_DOCUMENT EXCERPT_.
When will psychofancy go from Kashmir?

By: Dr. Fiaz Maqbool Fazili

Every society develops its share of habits that quietly corrode its foundations. In Kashmir, one of the most deep-rooted and destructive is psychofancy—the culture of exaggerated praise, flattery, and sycophancy directed at those in authority. It is found in our offices, organizations, community groups, and even within civil society itself.

At first glance, psychofancy seems harmless—clapping at the right time, showering verbal praise, or posting long WhatsApp tributes to superiors. But behind this façade lies a corrosive disease: the loss of sincerity, the suffocation of merit, and the elevation of mediocrity over integrity.

The question Kashmir must ask itself, urgently, is: When will psychofancy go from our midst?

The problem is not new. From the Mughal courts to colonial administrations, flattery was a tool of survival. The eloquent flatterer prospered; the honest speaker was punished or sidelined. Over centuries, this conditioning seeped deep into our social and administrative DNA.

Today, it reappears in modern avatars. In politics, leaders are surrounded by “yes-men” who never challenge wrong decisions. In offices, promotions often depend more on how well one pleases the superior than how well one performs. Even NGOs and civil organizations have not escaped this contagion—many have turned into fan clubs rather than forums of service and accountability.

What emerges is a vicious cycle: leaders come to believe they are wiser than they are; subordinates learn that silence and sugar-coated praise are safer than honesty; and the citizen suffers from shallow governance and poor leadership.

Anyone walking into a government office can witness this theatre. The peon bows too low, the clerk sings the officer’s virtues, and the officer plays the benevolent master. Reports overflow with adjectives, achievements are inflated, and failures are buried. Files move upward with half-truths until decisions are taken in ignorance.

_INSTRUCTIONS_.
**1.** From the essay on psychofancy in Kashmir, return the stretch from "What emerges is" through "taken in ignorance.".
**2.** In the essay on psychofancy in Kashmir, which two historical settings are named as places where flattery was a tool of survival?
**3.** Please extend the essay on psychofancy in Kashmir from its last paragraph.
The lines that come after this essay are separate material.

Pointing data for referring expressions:
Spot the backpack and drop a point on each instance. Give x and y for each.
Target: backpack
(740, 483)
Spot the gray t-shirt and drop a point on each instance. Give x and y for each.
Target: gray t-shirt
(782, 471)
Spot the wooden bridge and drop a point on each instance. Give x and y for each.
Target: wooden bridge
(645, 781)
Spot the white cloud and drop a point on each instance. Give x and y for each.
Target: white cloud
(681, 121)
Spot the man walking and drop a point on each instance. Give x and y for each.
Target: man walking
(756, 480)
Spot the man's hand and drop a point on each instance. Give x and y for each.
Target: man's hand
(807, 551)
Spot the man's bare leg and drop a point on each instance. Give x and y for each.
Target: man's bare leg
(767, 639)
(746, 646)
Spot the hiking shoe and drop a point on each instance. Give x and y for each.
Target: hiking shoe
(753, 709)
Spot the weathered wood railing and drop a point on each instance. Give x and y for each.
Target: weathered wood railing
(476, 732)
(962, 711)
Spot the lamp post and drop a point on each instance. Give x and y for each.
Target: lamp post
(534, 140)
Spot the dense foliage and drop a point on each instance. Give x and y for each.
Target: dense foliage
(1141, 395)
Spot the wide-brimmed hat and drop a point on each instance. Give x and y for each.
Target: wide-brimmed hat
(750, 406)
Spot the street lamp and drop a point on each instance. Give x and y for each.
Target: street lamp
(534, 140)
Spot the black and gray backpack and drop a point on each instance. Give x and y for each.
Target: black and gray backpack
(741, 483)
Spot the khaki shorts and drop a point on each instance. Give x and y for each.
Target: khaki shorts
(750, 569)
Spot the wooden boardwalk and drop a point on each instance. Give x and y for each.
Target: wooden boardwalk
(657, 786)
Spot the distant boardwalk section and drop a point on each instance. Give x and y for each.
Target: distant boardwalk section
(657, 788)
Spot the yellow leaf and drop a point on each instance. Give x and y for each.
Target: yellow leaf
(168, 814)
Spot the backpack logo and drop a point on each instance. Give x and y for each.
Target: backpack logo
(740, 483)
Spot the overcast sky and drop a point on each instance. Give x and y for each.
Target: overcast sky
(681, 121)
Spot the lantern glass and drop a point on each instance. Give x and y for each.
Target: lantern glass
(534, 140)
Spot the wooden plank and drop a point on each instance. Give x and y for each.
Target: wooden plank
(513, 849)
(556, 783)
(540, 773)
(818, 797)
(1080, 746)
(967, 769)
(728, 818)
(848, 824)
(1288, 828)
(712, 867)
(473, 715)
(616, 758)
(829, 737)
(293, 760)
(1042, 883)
* * *
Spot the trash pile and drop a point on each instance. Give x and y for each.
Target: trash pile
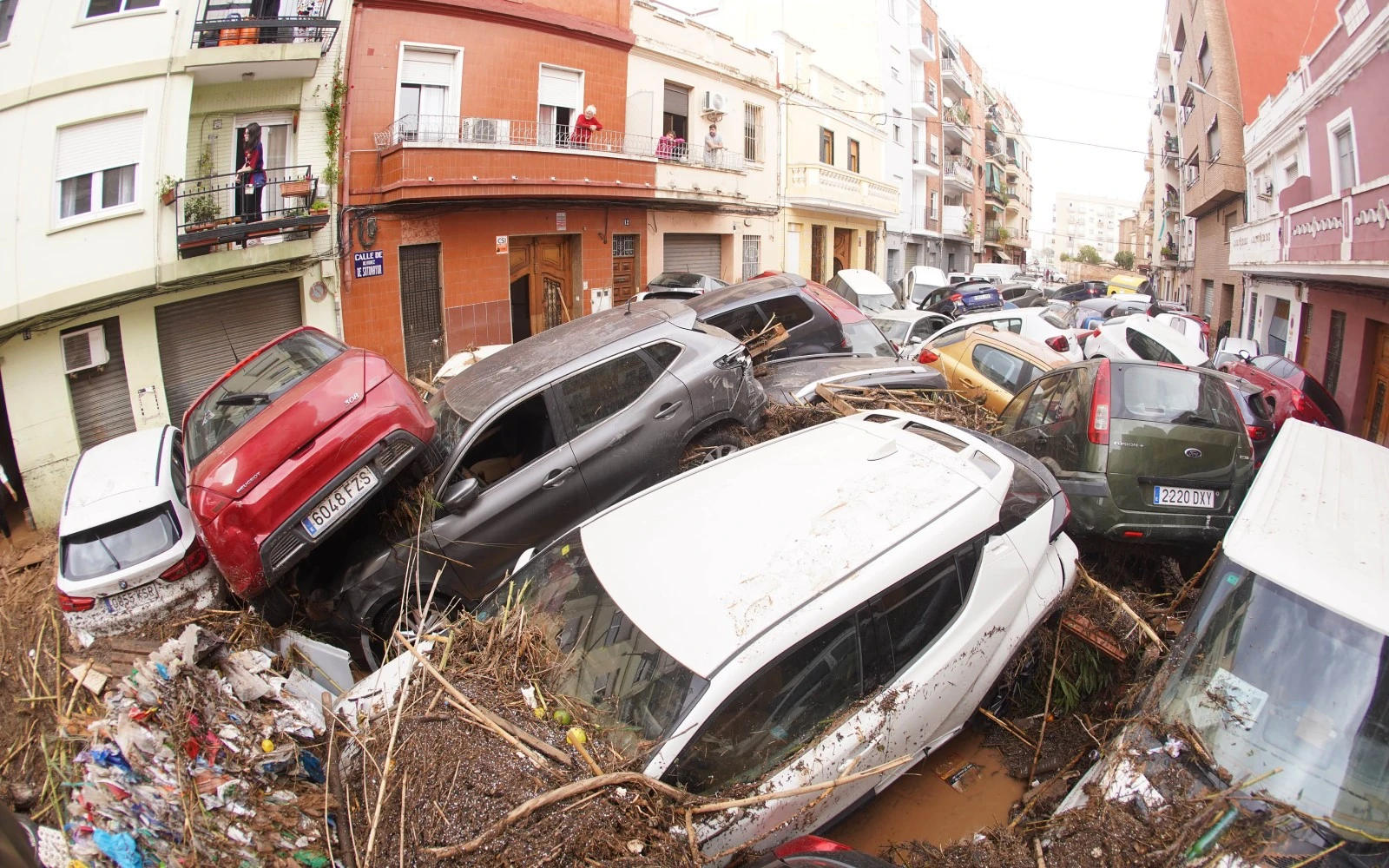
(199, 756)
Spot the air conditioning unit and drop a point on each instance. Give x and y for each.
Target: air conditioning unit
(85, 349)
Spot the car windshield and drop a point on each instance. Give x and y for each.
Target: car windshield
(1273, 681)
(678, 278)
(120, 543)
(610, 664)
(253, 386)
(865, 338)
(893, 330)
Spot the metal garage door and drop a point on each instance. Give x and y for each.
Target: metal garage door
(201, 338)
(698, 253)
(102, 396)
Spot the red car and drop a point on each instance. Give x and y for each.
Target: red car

_ANSWERS BY ITEM_.
**1.**
What emerges is a vicious cycle: leaders come to believe they are wiser than they are; subordinates learn that silence and sugar-coated praise are safer than honesty; and the citizen suffers from shallow governance and poor leadership.

Anyone walking into a government office can witness this theatre. The peon bows too low, the clerk sings the officer’s virtues, and the officer plays the benevolent master. Reports overflow with adjectives, achievements are inflated, and failures are buried. Files move upward with half-truths until decisions are taken in ignorance.

**2.** The Mughal courts and colonial administrations.

**3.**
This malaise has infected civil society too. Many NGOs and professional bodies spend more energy organizing self-congratulatory ceremonies than asking tough questions. Those who dare to demand transparency are branded as troublemakers. In such a climate, accountability dies and hypocrisy thrives.

The damage is immense. Merit is sidelined, competence is replaced by compliance, and truth is silenced. Corruption finds cover behind compliments. Leaders are trapped in echo chambers, hearing only what they want to hear. Talented youth lose hope and leave, while the opportunistic rise to the top.

Civil society, which should act as a watchdog, often becomes a chorus of praise. The result is cynicism—people begin to believe that sincerity has no place in public life. Once that belief takes root, decline becomes inevitable.

Islam—the moral compass for most Kashmiris—is unequivocal about false praise. The Prophet Muhammad (peace be upon him) warned: “When you see those who excessively praise others, throw dust in their faces.” He also said: “Do not flatter me as the Christians flattered the son of Mary.”

The Qur’an commands: “And do not mix truth with falsehood or conceal the truth while you know it.”

Yet, in our practice, flattery has become a “soft skill”—a means of survival. Those who refuse to indulge are dismissed as “arrogant” or “unadjustable.” In reality, they are the last custodians of integrity.

The roots run deep. Fear of authority makes people cautious; weak institutions encourage survival through personal connections rather than fairness. Cultural conditioning trains us to obey, not to question. And personal ambition finds flattery an easier road to success than hard work.

Until these structural and moral causes are addressed, the disease will continue to spread—quietly, efficiently, destructively.

The cure begins with personal integrity. Every individual must resolve not to engage in false praise and to speak truth with respect. Institutions should enforce transparency through open meetings, performance audits, and published decisions. Leaders must surround themselves with critics as well as admirers—because a leader without dissenters is merely a ruler.

Cultural reform is essential. Our schools, universities, and mosques must teach that disagreement is not disrespect. And media and citizens alike must call out flattery when they see it.

Civil society must lead by example. The measure of a good NGO or association should be its impact—not the length of its press release or the size of its garland. Real leadership lies in creating spaces where uncomfortable truths can be spoken and acted upon.

Having worked across hospitals, NGOs, and professional forums, I have seen psychofancy up close. Brilliant ideas have been buried because they came from the “wrong” person, while mediocrity has been celebrated because it pleased the right ego. This is not merely frustrating—it is tragic. For a society already battered by decades of conflict and corruption, to also suffer from moral cowardice is to invite slow death.

“When will psychofancy go from Kashmir?” It will go the day we collectively decide that respect does not mean silence, that loyalty does not mean blind praise, and that leadership means service, not worship.

Kashmir’s history is rich with saints who spoke truth to power and poets who challenged tyrants. We owe it to them—and to ourselves—to reclaim that spirit.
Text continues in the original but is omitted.